Goal of the exercise :: Copy every line from the records below that holds the word "steel".
** Opening Source material block **
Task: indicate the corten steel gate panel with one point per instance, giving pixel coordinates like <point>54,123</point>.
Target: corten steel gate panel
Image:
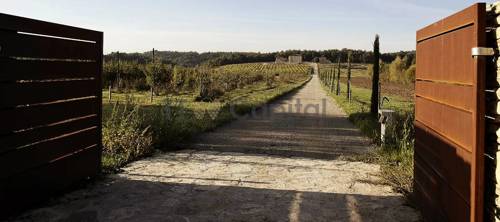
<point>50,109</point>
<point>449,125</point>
** Closing Source material block **
** Opening Source material block **
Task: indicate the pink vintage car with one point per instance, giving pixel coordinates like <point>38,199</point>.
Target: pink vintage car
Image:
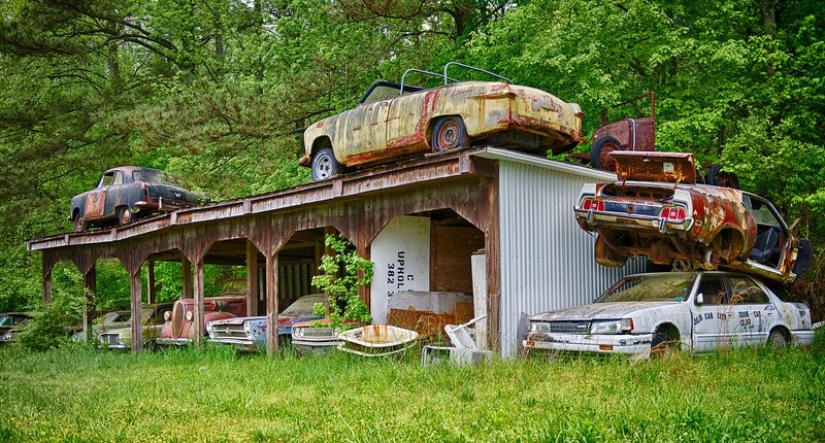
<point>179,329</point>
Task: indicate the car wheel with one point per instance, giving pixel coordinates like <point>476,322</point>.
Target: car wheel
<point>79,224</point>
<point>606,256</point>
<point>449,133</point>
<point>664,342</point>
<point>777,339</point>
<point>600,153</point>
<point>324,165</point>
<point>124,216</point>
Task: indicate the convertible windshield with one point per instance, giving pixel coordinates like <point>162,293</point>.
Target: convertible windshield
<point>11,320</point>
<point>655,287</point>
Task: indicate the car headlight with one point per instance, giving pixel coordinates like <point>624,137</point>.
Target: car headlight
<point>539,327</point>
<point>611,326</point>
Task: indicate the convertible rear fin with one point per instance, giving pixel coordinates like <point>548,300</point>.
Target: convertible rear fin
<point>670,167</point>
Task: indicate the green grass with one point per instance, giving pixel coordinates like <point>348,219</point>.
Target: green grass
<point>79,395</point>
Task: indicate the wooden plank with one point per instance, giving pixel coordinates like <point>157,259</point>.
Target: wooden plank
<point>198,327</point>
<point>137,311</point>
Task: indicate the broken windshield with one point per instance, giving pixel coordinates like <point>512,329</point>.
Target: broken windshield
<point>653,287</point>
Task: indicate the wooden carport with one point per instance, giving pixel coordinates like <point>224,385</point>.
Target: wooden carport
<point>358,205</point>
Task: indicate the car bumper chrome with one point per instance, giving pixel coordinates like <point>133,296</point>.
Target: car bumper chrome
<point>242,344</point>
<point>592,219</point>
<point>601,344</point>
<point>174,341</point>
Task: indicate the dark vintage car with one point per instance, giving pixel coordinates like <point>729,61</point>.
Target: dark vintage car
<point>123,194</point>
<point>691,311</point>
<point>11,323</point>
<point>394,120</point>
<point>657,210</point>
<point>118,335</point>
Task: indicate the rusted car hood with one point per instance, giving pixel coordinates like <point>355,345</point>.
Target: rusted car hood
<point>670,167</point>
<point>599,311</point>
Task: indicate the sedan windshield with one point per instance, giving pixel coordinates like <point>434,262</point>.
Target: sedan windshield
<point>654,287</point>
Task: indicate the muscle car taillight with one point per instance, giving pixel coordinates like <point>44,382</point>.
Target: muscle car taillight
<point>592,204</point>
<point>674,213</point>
** Closing Source material block **
Solution below ::
Task: indicate the corten steel gate panel with one point per instance, giving pixel coordinates like <point>54,123</point>.
Target: corten steel gate panel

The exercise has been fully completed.